STATED EXERCISE
Would you repeat the listing exactly but omit every picture?

ITEMS
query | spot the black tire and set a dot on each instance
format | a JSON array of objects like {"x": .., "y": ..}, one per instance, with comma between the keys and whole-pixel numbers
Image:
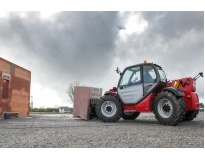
[
  {"x": 169, "y": 109},
  {"x": 130, "y": 116},
  {"x": 109, "y": 108},
  {"x": 190, "y": 115}
]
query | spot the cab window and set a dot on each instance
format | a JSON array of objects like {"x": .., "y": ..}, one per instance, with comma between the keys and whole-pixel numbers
[{"x": 131, "y": 76}]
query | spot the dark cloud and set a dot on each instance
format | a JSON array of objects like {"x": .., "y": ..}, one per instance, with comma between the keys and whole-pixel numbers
[{"x": 174, "y": 40}]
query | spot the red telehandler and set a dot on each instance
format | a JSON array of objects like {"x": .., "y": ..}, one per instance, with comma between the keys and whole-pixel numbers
[{"x": 144, "y": 88}]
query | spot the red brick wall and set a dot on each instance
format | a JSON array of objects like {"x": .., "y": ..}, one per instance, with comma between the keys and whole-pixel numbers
[{"x": 18, "y": 89}]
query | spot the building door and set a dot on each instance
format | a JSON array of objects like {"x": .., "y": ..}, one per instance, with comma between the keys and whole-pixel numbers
[{"x": 5, "y": 90}]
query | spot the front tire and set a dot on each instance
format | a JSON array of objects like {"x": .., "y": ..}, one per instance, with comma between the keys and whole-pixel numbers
[
  {"x": 130, "y": 116},
  {"x": 109, "y": 109},
  {"x": 190, "y": 115},
  {"x": 169, "y": 109}
]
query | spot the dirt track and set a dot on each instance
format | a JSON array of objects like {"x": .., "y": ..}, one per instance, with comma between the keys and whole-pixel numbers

FULL SOLUTION
query | spot the black tire and set a dot on each instance
format | a JSON array of objects like {"x": .., "y": ..}, one per instance, with comma between the keys and whole-pixel numbers
Image:
[
  {"x": 169, "y": 109},
  {"x": 130, "y": 116},
  {"x": 109, "y": 108},
  {"x": 190, "y": 115}
]
query | spot the cab window and set a dot on each instance
format | a JSON array of objects like {"x": .., "y": ..}, one per instance, with comma between the keys and whole-pixel numbers
[{"x": 131, "y": 76}]
query | spot the dark cloud and set a dot on each instance
format | a JSON array of objects like {"x": .., "y": ..}, one per instance, with comma between the keys and whole-pixel numbers
[{"x": 174, "y": 40}]
query | spot the red telehandler and set a dot on each instance
format | a JSON array of objects like {"x": .., "y": ..}, one per instance, with comma between the keys and whole-pixel numbers
[{"x": 144, "y": 88}]
query | spot the red brick wall and set a dot on each instance
format | a JSON array of objects like {"x": .., "y": ..}, one per instance, with comma between the keys and whole-pixel numbers
[{"x": 18, "y": 89}]
query | spot the building door and set a dot on each instance
format | a JSON array of objects like {"x": .., "y": ..}, one per instance, with comma between the keys and whole-pixel numbers
[{"x": 5, "y": 90}]
query | spot the front tire and set a dot on each instance
format | a JSON array of objects like {"x": .., "y": ..}, one per instance, with comma between the keys and whole-pixel numbers
[
  {"x": 130, "y": 116},
  {"x": 109, "y": 109},
  {"x": 190, "y": 115},
  {"x": 169, "y": 109}
]
query | spot the dirt track and set a dot on each instance
format | a JSON array of objects like {"x": .., "y": ..}, one per instance, with comma between the keys and whole-pixel numbers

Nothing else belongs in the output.